§ **Required work**
1) Write out the passage from the Napa Valley travel excerpt, starting at "Our croquet lesson" and ending at "kinds of olives.".
2) State how many lines of the records contain the string "blazer", giving only the number.

§ **Excerpt**
________________________
Our croquet lesson was a hoot. Phil, our teacher and Meadowood’s assistant croquet pro, taught us trick shots for knocking your opponent’s ball to the wrong side of the wicket, but I never got the hang of it. After our one-hour lesson, my wife and I played a serious game, and she beat me 5-1.

We drove north to Sterling Vineyards in Calistoga, a 15-minute trip, with a picnic lunch that we had bought on our way in from San Francisco at Oakville Grocery, a gourmet landmark that offered 19 kinds of olives.

To go to the winery and tasting room at Sterling, we parked just off Route 29 and took an aerial tram over lush green forest. At the top, we drank two wine samples and carried our third, a Cabernet Sauvignon, to the picnic deck just outside the tasting room. My wife sliced up hunks of sweet barley bread, Cotswold cheese with chives, Scotch Cheddar cheese and red and green apples while I uncorked a bottle of Johannisberg Riesling that I had picked up at the Robert Mondavi Winery in Oakville. As we took in the view of the Napa Valley and enjoyed our leisurely picnic, my wife said, “I hope Sterling doesn’t mind that we’re using their picnic deck to drink somebody else’s wine.”
________________________
§ **Material provided**
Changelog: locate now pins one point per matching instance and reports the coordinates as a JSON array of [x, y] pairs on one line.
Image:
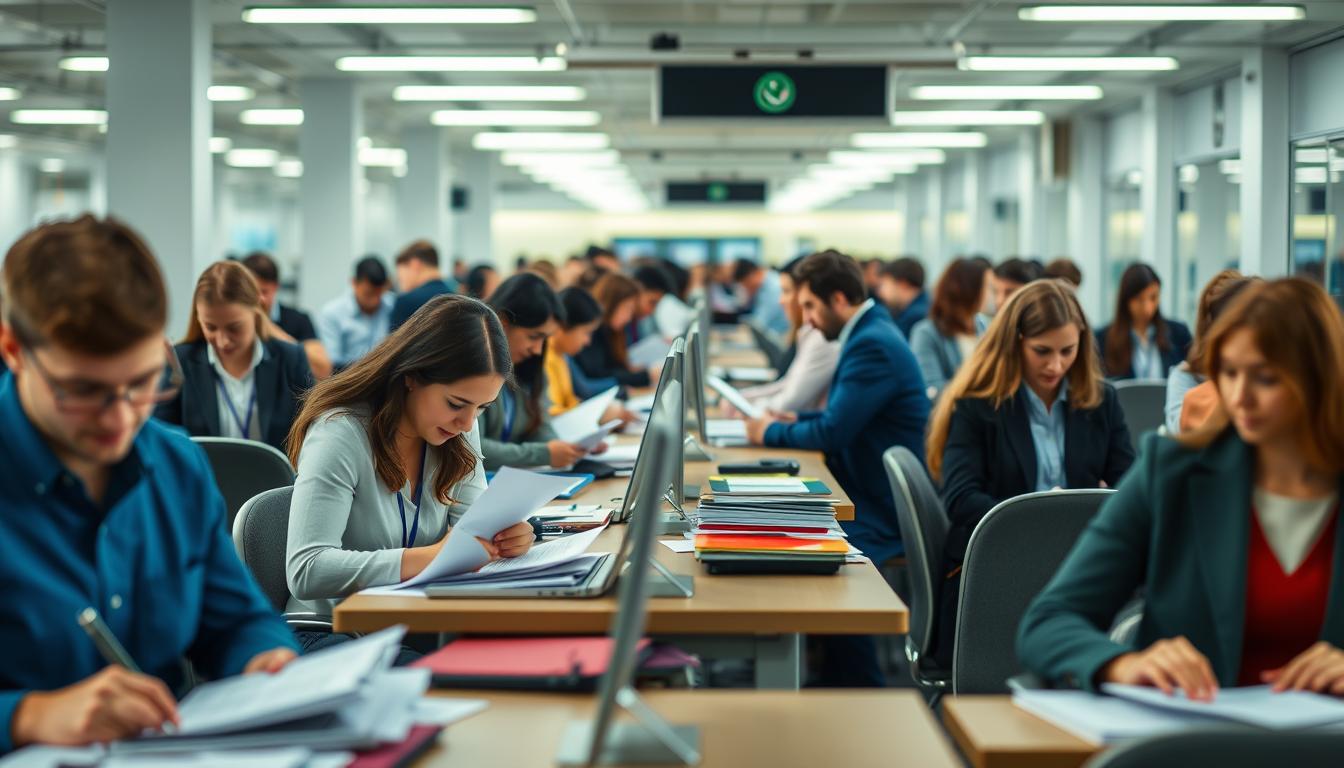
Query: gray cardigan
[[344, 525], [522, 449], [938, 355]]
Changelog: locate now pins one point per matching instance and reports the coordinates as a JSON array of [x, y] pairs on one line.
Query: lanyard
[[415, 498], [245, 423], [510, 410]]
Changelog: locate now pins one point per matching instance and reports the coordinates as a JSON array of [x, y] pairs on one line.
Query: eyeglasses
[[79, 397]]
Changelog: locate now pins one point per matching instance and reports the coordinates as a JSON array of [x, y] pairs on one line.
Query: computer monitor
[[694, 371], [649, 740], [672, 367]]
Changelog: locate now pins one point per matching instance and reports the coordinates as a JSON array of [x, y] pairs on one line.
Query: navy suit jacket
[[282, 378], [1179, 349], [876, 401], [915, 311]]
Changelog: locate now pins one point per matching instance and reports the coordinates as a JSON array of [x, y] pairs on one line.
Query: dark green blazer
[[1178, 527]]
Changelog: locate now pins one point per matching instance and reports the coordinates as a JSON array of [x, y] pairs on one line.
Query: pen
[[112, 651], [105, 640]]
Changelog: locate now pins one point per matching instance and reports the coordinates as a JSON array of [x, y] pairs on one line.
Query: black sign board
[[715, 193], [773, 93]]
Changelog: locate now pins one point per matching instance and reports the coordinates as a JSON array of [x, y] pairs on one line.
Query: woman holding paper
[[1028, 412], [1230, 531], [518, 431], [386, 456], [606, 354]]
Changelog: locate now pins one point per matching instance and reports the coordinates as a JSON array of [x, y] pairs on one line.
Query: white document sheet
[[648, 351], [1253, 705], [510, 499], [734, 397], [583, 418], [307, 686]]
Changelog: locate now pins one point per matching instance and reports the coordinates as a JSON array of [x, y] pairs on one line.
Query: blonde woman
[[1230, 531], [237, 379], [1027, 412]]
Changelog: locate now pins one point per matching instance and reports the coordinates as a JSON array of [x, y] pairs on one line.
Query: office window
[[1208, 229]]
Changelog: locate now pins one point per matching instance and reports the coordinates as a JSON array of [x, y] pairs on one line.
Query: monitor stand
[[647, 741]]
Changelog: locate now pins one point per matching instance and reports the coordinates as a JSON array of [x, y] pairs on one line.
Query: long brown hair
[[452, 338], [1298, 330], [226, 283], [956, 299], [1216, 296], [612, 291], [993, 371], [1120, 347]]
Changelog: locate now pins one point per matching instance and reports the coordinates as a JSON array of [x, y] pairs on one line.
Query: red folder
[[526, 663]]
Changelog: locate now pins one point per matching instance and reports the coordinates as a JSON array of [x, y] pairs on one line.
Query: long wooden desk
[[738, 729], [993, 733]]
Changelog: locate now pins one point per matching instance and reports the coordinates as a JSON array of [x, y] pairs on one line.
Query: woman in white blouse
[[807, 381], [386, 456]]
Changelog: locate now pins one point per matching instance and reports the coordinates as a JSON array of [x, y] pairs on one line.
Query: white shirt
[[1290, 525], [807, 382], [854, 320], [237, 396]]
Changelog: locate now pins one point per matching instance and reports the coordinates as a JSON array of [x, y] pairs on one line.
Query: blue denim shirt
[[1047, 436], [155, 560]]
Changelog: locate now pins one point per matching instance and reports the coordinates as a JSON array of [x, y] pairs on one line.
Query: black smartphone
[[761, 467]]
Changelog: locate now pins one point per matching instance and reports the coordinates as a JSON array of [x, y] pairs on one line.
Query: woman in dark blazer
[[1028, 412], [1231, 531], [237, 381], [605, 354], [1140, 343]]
________________________
§ **Outputs for the tasks**
1)
Our croquet lesson was a hoot. Phil, our teacher and Meadowood’s assistant croquet pro, taught us trick shots for knocking your opponent’s ball to the wrong side of the wicket, but I never got the hang of it. After our one-hour lesson, my wife and I played a serious game, and she beat me 5-1.

We drove north to Sterling Vineyards in Calistoga, a 15-minute trip, with a picnic lunch that we had bought on our way in from San Francisco at Oakville Grocery, a gourmet landmark that offered 19 kinds of olives.

2) 2